[Natural language region descriptions]
------------

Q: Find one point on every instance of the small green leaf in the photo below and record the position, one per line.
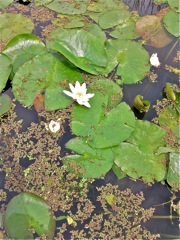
(48, 73)
(23, 48)
(171, 22)
(12, 24)
(66, 7)
(96, 162)
(26, 211)
(5, 70)
(113, 18)
(137, 157)
(81, 48)
(173, 176)
(140, 104)
(5, 103)
(5, 3)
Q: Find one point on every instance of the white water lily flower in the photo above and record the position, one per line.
(78, 93)
(154, 60)
(54, 126)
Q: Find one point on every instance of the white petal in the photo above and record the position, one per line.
(86, 104)
(71, 87)
(89, 95)
(70, 94)
(77, 85)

------------

• [Exercise objective]:
Start at the first line and set down all of the data exactly, passing over the pictures.

• [The completed task]:
Q: Find one point on every instance of the small green leaf in the photo below and record the position, one per line.
(48, 73)
(23, 48)
(171, 22)
(12, 24)
(66, 7)
(96, 162)
(26, 211)
(5, 70)
(113, 18)
(137, 157)
(81, 48)
(173, 176)
(140, 104)
(5, 103)
(5, 3)
Q: Find one point on every instance of the white water lily flower in the photo above and record the position, one per line.
(78, 93)
(154, 60)
(54, 126)
Q: Find one point on every instance of the white petal in the photo above and record the position, one per line.
(86, 104)
(71, 87)
(89, 95)
(70, 94)
(77, 85)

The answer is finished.